▸ **EXCERPTED RECORDS**
** start **

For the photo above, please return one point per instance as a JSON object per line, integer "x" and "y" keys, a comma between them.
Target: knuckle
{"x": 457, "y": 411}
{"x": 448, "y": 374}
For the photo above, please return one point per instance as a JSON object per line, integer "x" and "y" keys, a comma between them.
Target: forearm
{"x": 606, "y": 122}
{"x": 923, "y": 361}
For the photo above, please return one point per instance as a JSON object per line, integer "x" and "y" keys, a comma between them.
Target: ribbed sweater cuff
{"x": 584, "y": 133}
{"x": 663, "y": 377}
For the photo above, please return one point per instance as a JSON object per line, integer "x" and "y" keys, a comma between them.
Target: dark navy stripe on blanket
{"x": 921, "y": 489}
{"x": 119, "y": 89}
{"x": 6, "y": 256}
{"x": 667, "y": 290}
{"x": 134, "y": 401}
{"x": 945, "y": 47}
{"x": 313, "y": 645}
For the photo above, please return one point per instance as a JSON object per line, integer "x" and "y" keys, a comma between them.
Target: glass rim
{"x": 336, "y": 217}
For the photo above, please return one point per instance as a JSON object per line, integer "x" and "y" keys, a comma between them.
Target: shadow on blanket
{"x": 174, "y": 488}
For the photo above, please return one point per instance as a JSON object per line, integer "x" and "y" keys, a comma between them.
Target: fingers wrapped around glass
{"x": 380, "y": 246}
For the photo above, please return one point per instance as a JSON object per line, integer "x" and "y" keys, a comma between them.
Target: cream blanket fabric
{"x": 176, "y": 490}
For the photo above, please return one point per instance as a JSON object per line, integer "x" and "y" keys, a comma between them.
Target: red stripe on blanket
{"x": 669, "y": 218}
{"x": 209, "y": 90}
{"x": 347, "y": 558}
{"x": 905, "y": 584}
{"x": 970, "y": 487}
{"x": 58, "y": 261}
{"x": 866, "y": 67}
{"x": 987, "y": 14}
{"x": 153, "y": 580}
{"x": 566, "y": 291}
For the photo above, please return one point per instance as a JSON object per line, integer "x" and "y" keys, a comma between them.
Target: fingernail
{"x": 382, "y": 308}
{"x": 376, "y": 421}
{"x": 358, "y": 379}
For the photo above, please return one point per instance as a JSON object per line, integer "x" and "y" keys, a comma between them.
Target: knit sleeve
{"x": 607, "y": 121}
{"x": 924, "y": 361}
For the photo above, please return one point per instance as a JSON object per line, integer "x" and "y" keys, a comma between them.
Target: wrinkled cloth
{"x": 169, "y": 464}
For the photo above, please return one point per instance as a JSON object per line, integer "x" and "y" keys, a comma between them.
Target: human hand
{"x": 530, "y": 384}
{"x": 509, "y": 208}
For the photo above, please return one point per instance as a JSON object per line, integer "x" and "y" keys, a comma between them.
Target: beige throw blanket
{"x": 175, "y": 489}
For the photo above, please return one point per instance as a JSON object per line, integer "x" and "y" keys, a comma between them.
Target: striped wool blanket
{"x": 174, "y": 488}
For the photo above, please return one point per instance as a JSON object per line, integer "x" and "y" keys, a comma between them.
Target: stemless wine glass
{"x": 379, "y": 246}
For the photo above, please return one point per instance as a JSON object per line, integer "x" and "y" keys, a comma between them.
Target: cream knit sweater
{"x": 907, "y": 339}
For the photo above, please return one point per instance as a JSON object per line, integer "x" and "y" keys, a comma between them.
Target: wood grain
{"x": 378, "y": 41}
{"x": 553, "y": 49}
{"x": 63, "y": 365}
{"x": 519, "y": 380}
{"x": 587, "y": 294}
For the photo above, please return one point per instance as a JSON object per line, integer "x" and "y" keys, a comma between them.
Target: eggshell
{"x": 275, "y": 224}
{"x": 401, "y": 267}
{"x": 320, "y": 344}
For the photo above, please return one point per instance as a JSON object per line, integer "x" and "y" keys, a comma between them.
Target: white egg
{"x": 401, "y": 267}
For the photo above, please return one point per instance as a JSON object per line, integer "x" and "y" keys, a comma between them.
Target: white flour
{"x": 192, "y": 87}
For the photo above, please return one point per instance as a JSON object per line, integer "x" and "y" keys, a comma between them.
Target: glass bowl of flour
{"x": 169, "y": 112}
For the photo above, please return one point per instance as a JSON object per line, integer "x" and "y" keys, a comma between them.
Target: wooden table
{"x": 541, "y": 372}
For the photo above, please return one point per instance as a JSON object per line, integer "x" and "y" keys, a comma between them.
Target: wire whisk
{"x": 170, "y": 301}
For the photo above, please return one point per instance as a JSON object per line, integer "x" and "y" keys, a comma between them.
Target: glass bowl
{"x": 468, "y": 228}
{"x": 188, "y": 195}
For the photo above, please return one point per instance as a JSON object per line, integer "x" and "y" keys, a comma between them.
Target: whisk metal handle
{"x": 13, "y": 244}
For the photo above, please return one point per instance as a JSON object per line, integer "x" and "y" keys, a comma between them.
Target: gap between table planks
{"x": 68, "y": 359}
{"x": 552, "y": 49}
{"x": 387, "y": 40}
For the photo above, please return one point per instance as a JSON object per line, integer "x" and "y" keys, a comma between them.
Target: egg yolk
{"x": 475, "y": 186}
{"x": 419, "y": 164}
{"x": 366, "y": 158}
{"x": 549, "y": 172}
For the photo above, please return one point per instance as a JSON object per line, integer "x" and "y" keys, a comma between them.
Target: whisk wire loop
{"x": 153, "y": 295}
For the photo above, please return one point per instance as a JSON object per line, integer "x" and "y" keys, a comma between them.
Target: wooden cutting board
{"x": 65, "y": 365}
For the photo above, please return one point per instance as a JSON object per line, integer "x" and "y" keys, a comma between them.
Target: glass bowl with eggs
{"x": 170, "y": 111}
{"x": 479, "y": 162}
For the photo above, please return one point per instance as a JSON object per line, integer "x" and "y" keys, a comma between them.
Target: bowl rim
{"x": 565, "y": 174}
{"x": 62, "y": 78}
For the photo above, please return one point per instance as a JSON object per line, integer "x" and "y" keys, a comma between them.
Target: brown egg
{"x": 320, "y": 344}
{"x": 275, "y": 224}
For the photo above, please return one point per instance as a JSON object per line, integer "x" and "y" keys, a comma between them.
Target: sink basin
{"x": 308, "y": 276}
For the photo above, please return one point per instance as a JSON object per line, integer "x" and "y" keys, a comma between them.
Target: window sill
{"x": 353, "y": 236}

** end **

Return each line from the rows above that contains the word "blanket". Matching is case-sensitive.

Target: dark navy stripe on blanket
Target: shadow on blanket
Target: cream blanket fabric
Target: red stripe on blanket
Target: beige throw blanket
Target: striped wool blanket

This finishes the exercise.